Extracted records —
************

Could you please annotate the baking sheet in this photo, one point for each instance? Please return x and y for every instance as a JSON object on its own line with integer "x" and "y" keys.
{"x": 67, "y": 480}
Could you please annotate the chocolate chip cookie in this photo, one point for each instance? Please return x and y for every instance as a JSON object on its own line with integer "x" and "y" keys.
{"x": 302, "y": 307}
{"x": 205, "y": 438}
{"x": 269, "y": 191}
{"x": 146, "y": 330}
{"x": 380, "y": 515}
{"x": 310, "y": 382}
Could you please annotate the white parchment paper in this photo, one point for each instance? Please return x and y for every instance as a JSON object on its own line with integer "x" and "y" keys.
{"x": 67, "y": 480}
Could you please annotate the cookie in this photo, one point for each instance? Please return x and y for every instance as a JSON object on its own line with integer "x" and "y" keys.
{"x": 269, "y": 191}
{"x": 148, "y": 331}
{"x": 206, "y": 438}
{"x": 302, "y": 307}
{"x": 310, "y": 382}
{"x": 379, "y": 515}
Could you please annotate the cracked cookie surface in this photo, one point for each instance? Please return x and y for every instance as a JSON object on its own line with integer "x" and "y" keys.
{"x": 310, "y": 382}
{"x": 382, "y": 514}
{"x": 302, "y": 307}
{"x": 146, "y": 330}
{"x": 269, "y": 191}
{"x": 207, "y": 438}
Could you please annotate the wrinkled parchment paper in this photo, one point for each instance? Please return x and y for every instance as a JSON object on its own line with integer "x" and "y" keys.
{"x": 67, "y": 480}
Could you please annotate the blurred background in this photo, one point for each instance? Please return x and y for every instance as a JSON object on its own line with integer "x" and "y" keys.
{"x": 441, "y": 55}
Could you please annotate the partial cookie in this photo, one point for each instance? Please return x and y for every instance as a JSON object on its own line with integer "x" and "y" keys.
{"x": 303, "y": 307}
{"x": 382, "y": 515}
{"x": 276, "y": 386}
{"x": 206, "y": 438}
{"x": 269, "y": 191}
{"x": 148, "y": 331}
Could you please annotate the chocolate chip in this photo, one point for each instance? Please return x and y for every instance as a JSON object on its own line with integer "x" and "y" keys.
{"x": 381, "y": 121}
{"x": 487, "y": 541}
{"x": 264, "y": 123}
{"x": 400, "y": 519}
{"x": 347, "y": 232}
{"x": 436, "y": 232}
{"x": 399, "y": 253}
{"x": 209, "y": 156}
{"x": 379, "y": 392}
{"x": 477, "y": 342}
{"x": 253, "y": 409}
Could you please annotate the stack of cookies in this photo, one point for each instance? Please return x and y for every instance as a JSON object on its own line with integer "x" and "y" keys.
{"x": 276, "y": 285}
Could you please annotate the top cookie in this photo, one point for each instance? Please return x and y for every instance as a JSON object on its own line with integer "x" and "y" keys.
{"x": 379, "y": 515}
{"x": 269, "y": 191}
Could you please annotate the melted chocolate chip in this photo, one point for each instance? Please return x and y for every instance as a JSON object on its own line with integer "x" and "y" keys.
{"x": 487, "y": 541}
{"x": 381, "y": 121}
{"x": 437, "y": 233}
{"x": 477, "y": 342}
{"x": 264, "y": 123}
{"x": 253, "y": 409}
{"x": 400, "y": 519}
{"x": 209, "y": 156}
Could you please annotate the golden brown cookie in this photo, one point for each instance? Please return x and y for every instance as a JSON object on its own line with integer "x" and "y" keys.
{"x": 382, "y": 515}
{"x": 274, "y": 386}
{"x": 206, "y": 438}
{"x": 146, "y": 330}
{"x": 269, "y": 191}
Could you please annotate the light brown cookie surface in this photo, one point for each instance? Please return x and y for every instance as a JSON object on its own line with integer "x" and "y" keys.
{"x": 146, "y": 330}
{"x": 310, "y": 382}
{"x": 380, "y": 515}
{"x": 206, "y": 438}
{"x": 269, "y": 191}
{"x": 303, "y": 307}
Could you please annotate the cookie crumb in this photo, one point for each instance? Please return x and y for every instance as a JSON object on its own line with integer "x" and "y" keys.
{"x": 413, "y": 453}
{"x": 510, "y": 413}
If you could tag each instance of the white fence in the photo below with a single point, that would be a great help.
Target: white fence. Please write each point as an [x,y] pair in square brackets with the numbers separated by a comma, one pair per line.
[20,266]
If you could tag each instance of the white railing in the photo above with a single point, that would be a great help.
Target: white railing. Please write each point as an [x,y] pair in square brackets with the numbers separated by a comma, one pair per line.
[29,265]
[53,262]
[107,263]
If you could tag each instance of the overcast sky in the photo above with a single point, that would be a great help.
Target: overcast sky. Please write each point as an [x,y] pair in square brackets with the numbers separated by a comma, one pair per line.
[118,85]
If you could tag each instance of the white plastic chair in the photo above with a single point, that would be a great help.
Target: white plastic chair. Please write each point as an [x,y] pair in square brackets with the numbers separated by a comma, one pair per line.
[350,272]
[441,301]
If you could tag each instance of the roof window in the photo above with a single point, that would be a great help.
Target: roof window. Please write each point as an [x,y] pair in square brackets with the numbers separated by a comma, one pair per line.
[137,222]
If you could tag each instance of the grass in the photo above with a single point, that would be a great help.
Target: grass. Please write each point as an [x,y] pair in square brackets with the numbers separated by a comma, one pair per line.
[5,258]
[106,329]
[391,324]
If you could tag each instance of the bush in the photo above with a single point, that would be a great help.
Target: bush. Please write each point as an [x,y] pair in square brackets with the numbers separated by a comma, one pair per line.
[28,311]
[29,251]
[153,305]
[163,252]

************

ASSIGNMENT —
Please transcribe all of the records, keeping every line exactly as it is.

ANSWER TO THIS PROBLEM —
Could you please annotate the baking sheet in this photo, one point for each instance? Please return x and y for every instance as a JSON object on its own line with integer "x" and "y" keys.
{"x": 67, "y": 480}
Could you please annotate the chocolate chip cookie in this photo, one point for each instance? Please return x and y for every instance as a JSON object on its own line with integer "x" and "y" keys.
{"x": 302, "y": 307}
{"x": 205, "y": 438}
{"x": 269, "y": 191}
{"x": 146, "y": 330}
{"x": 380, "y": 515}
{"x": 310, "y": 382}
Could you please annotate the white parchment paper in this photo, one point for each instance? Please return x and y for every instance as a JSON object on its own line with integer "x" and "y" keys.
{"x": 67, "y": 480}
Could you please annotate the cookie in this photo, one point for each instance? Please return x and y for every instance as a JSON object on its own line with integer "x" and "y" keys.
{"x": 269, "y": 191}
{"x": 148, "y": 331}
{"x": 206, "y": 438}
{"x": 302, "y": 307}
{"x": 310, "y": 382}
{"x": 379, "y": 515}
Could you please annotate the cracked cookie surface in this photo, one point for each instance? Please return x and y for every instance as a JSON object on its own line with integer "x" and "y" keys.
{"x": 310, "y": 382}
{"x": 382, "y": 514}
{"x": 302, "y": 307}
{"x": 146, "y": 330}
{"x": 269, "y": 191}
{"x": 207, "y": 438}
Could you please annotate the wrinkled parchment paper in this photo, one point for each instance? Please return x and y for every instance as a JSON object on its own line with integer "x" and "y" keys.
{"x": 67, "y": 480}
Could you please annotate the blurred background in this photo, one point for each instance? Please return x and y for every instance as a JSON object on its own line with integer "x" and "y" keys.
{"x": 441, "y": 55}
Could you please annotate the partial cookie in this photo, one point for each instance? Please return x and y for every instance as a JSON object on its own line with integer "x" and "y" keys.
{"x": 303, "y": 307}
{"x": 382, "y": 515}
{"x": 276, "y": 386}
{"x": 206, "y": 438}
{"x": 269, "y": 191}
{"x": 148, "y": 331}
Could you please annotate the chocolate chip in this photo, one point for each instance? Please return x and y for every instance as a JSON object on its own line with integer "x" and "y" keys.
{"x": 381, "y": 121}
{"x": 487, "y": 541}
{"x": 264, "y": 123}
{"x": 400, "y": 519}
{"x": 347, "y": 232}
{"x": 436, "y": 232}
{"x": 399, "y": 253}
{"x": 209, "y": 156}
{"x": 379, "y": 392}
{"x": 477, "y": 342}
{"x": 253, "y": 409}
Could you please annotate the stack of cookies in this photo, one point for each instance? Please return x and y for every instance as a JSON object on its own line with integer "x" and "y" keys.
{"x": 276, "y": 285}
Could you please annotate the top cookie in this photo, one point for each instance? Please return x and y for every instance as a JSON object on its own line with integer "x" and "y" keys.
{"x": 379, "y": 515}
{"x": 269, "y": 191}
Could you please annotate the melted chocolate chip in this photo, one point for each instance? Please return x and y for every instance as a JSON object on its own line with integer "x" and "y" keys.
{"x": 487, "y": 541}
{"x": 381, "y": 121}
{"x": 437, "y": 233}
{"x": 477, "y": 342}
{"x": 264, "y": 123}
{"x": 253, "y": 409}
{"x": 400, "y": 519}
{"x": 209, "y": 156}
Could you please annotate the golden brown cookie in this photo, one point for each instance? Please return x and y for every instance as a JSON object on its own line with integer "x" and "y" keys.
{"x": 382, "y": 515}
{"x": 274, "y": 386}
{"x": 206, "y": 438}
{"x": 146, "y": 330}
{"x": 269, "y": 191}
Could you please annotate the light brown cookie surface in this photo, one point for each instance? Please return x and y for every instance as a JSON object on its own line with integer "x" and "y" keys.
{"x": 146, "y": 330}
{"x": 310, "y": 382}
{"x": 380, "y": 515}
{"x": 206, "y": 438}
{"x": 269, "y": 191}
{"x": 303, "y": 307}
Could you please annotate the cookie crumb in this photo, one point for each instance? Please return x and y for every instance as a JSON object on its own line with integer "x" and "y" keys.
{"x": 413, "y": 453}
{"x": 510, "y": 413}
If you could tag each instance of the white fence in the photo below with a single point, that would be a great help.
Target: white fence. Please write each point as an [x,y] pair in square brackets with the numbers separated by a comma, one pair per line.
[20,266]
If you could tag each instance of the white railing in the photo above with a single point, that would be a great help.
Target: white railing. Please write each point as an [x,y] pair in square brackets with the numbers separated by a comma, one pair per line.
[29,265]
[53,262]
[107,263]
If you could tag each instance of the overcast sky in the photo above with a single point, that would be a great help.
Target: overcast sky. Please write each point as an [x,y] pair in square brackets with the numbers separated by a comma, one pair per line.
[118,85]
If you could tag each instance of the white plastic chair in the photo above with a single point, that would be a great help.
Target: white plastic chair. Please write each point as an [x,y] pair in square brackets with the numbers separated by a comma, one pair per line.
[350,272]
[441,301]
If you could tag each instance of the roof window in the photo above with a single point, that would be a great help.
Target: roof window. Please write each point as an [x,y] pair in square brackets with the numbers separated by a comma, one pair per line.
[137,222]
If you could tag each instance of the grass in the photo above with a single point, that would be a great help.
Target: grass. Please write each point as an [x,y] pair in square brackets with the numbers separated by a comma, one pair per line.
[5,258]
[106,329]
[391,324]
If you could tag each instance of the bush in the photo above with a single point, that would be a great help.
Target: bush. Please write each point as an [x,y] pair in square brackets with the numbers separated by a comma, one pair per line.
[28,311]
[29,251]
[153,305]
[163,252]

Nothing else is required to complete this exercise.